Your goal
Pick up the tutorial on storing LangChain chat history with OpenSearch Conversation Memory where it stops and continue writing it.
══ Supplied text ══
Using the Search Stack with Langchain#

Langchain is a popular framework for building applications with large language models, and you can use Aryn’s Conversational Search Stack to power apps created with Langchain. In this example, we will show how to use the OpenSearch’s Conversation Memory feature set, which is part of stack, to store chat history for a LangChain app. This tutorial will walk through creating an implementation of Chat History that integrates with LangChain primitives, and calls out to OpenSearch Conversation Memory APIs.

OpenSearch Conversation Memory Client#

Since the Conversation Memory API is quite new, it isn’t yet available in the various language clients that integrate with OpenSearch. Luckily, it’s super easy to just create it. First, for dependencies: this requires the opensearchpy package, OpenSearch’s python client

pip install opensearch-py

Then, imports:

from opensearchpy.client.utils import NamespacedClient, _make_path
from opensearchpy import OpenSearch
import json

Now, we’ll create our ConversationMemoryOpensearchClient as a subclass of NamespaceClient, which is an abstract client class that constructs off of a basic OpenSearch client, and provides the functionality to hit any OpenSearch endpoint exposed by a cluster. We will define a method for each of the Conversation Memory APIs:

class ConversationMemoryOpensearchClient(NamespacedClient):

    def create_conversation(self, name: str=None):
        return self.transport.perform_request(
            method="POST",
            url=_make_path("_plugins", "_ml", "memory", "conversation"),
            body=({"name": name} if name is not None else None)
        )
═══
══ Data to examine ══
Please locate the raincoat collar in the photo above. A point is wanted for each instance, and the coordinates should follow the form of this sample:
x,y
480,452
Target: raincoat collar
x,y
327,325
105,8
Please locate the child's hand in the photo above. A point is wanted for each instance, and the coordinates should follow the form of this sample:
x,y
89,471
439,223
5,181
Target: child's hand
═══
Reply
    def create_interaction(self, conversation_id: str, input: str, 
                    prompt: str, response: str, origin: str, 
                    additional_info: dict):
        return self.transport.perform_request(
            method="POST",
            url=_make_path("_plugins", "_ml", "memory", "conversation", conversation_id),
            body={
                "input": input,
                "prompt": prompt,
                "response": response,
                "origin": origin,
                "additional_info": json.dumps(additional_info)
            }
        )
    
    def get_conversations(self, max_results: int = None, next_token: int = None):
        params = {}
        if max_results:
            params["max_results"] = max_results
        if next_token:
            params["next_token"] = next_token
        
        return self.transport.perform_request(
            method="GET",
            url=_make_path("_plugins", "_ml", "memory", "conversation"),
            params=params if len(params) != 0 else None
        )
    
    def get_interactions(self, conversation_id: str, max_results: int = None, 
												next_token: int = None):
        params = {}
        if max_results:
            params["max_results"] = max_results
        if next_token:
            params["next_token"] = next_token

        return self.transport.perform_request(
            method="GET",
            url=_make_path("_plugins", "_ml", "memory", "conversation", conversation_id),
            params=params if len(params) != 0 else None
        )
    
    def delete_conversation(self, conversation_id: str):
        return self.transport.perform_request(
            method="DELETE",
            url=_make_path("_plugins", "_ml", "memory", "conversation", conversation_id),
        )

We can construct one like this:

opensearch_client = OpenSearch(
	hosts = [{'host': 'localhost', 'port': 9200}],
    http_compress = True, # enables gzip compression for request bodies
    use_ssl = False,
    verify_certs = False,
    ssl_assert_hostname = False,
    ssl_show_warn = False
)
conversation_client = ConversationMemoryOpensearchClient(opensearch_client)

With this implementation, we hit the endpoints of the Conversation Memory API with the appropriate arguments, using a method provided by NamespaceClient that does just that. The return values are all parsed into python dicts and lists from JSON, so all that’s required is minimal logic to determine what optional parameters to send.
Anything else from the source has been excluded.